Creating the project#

Wine classification example#

To demonstrate the essential elements of a Union project, we will start with a simple model training workflow called wine-classification. It consists of three steps:

  1. Get the classic wine dataset using scikit-learn.

  2. Process the data that simplifies the 3-class prediction problem into a binary classification problem by consolidating class labels 1 and 2 into a single class.

  3. Train a LogisticRegression model to learn a binary classifier.

Create the project using pyflyte init#

We will use the pyflyte (the CLI tool that ships with flytekit) to quickly initialize the project, from a template. The wine-classification example is among the installable examples published in the GitHub repository flyteorg/flytekit-python-template.

Install the example, and cd into it:

[~]:wine-classification
$ pyflyte init --template wine-classification wine-classification

[~]:wine-classification
$ cd wine-classification

[~/wine-classification]:wine-classification
$

Note

If you need to use a Dockerfile in your project instead of ImageSpec, you can use the Dockerfile template:

pyflyte init --template basic-template-dockerfile my_project

Project structure#

If you examine the wine-classification directory you’ll see the following file structure:

[~/wine-classification]:wine-classification
$ tree
.

◆ **STATED TASK A**
Return the section of the wine-classification walkthrough that opens with the words "2. Process the" and closes with "a single class.", copied word for word.

◆ **INPUT FOR THIS TASK**
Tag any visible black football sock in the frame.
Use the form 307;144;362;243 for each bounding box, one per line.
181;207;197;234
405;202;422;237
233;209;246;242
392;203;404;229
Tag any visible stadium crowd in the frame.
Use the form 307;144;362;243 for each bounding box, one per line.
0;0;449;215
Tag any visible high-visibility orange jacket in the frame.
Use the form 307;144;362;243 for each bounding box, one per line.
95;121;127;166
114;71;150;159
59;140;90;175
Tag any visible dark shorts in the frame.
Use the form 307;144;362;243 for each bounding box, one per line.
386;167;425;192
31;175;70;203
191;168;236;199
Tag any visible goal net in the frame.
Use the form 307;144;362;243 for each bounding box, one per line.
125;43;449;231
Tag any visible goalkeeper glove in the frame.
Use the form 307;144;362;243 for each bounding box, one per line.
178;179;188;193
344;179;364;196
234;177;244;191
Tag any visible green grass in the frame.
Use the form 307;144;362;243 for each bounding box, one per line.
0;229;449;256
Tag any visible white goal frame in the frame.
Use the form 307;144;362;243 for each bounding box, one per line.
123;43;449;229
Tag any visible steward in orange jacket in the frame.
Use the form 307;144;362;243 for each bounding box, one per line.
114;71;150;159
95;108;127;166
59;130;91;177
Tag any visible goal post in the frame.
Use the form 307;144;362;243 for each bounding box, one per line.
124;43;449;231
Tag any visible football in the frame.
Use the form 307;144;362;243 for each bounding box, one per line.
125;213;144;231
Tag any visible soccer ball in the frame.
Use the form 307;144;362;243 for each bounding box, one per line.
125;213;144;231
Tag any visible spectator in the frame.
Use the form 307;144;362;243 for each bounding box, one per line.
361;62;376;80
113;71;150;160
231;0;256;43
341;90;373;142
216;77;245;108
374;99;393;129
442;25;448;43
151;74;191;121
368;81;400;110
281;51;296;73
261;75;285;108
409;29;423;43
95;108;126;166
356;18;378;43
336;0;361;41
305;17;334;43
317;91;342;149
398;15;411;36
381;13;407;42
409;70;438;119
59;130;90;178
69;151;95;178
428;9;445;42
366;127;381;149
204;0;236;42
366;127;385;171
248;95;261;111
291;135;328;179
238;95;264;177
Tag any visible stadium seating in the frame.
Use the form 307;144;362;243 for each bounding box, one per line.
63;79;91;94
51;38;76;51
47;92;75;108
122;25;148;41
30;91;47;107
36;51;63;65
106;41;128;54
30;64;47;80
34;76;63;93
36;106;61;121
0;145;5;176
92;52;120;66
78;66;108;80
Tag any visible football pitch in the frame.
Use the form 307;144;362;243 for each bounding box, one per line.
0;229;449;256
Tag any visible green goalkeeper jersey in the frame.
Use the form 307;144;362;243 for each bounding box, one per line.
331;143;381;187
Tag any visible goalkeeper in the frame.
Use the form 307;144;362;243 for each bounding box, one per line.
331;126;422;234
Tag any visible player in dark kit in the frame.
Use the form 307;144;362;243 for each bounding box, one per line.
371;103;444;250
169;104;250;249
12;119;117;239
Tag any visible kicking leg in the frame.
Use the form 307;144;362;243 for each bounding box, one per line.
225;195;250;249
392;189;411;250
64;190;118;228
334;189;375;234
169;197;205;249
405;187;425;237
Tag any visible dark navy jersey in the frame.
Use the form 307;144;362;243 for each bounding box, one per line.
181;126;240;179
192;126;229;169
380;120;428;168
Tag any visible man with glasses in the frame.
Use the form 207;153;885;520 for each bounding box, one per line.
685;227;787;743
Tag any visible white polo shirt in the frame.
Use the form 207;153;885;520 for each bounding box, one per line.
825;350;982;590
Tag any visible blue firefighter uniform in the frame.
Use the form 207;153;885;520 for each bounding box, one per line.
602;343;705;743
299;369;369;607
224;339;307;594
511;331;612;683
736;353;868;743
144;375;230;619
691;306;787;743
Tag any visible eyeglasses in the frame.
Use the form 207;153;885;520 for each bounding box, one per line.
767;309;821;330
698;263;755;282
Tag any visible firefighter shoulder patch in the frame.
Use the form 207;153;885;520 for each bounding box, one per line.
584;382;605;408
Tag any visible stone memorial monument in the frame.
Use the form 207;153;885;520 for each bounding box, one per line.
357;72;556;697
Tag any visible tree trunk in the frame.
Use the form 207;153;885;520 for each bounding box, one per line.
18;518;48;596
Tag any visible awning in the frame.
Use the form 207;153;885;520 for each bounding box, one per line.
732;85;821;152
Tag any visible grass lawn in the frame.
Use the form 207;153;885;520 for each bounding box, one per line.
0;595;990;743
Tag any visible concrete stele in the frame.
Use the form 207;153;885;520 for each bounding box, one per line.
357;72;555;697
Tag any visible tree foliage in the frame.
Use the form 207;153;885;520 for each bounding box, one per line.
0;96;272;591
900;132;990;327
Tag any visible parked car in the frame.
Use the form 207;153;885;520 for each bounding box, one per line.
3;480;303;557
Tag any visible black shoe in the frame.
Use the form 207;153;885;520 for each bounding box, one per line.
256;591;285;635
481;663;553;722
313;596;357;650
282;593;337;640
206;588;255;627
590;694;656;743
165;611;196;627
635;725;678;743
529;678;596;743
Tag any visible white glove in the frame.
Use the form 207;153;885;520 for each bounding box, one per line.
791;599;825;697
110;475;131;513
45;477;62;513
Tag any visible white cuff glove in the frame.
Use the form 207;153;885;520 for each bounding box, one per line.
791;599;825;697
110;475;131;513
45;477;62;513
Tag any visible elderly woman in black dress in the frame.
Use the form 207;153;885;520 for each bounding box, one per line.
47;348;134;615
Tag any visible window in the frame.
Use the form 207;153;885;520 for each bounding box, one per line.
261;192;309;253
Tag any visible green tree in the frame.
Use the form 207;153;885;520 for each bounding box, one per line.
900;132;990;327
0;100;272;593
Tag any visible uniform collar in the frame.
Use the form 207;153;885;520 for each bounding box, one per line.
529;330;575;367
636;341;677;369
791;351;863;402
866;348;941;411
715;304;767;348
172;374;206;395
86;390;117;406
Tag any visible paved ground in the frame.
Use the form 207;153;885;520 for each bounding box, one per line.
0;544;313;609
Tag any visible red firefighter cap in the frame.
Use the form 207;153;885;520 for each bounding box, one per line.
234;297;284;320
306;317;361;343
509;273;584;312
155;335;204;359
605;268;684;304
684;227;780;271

◆ **STATED TASK B**
Retype the records exactly, from the line containing "Tag any visible uniform collar in the frame." through the end of the records.

◆ **WRITTEN RESPONSE A**
2. Process the data that simplifies the 3-class prediction problem into a binary classification problem by consolidating class labels 1 and 2 into a single class.

◆ **WRITTEN RESPONSE B**
Tag any visible uniform collar in the frame.
Use the form 207;153;885;520 for each bounding box, one per line.
529;330;575;367
636;341;677;369
791;351;863;402
866;348;941;411
715;304;767;348
172;374;206;395
86;390;117;406
Tag any visible paved ground in the frame.
Use the form 207;153;885;520 for each bounding box, one per line.
0;544;313;609
Tag any visible red firefighter cap in the frame.
Use the form 207;153;885;520 for each bounding box, one per line.
234;297;284;320
306;317;361;343
509;273;584;312
155;335;204;359
605;268;684;304
684;227;780;271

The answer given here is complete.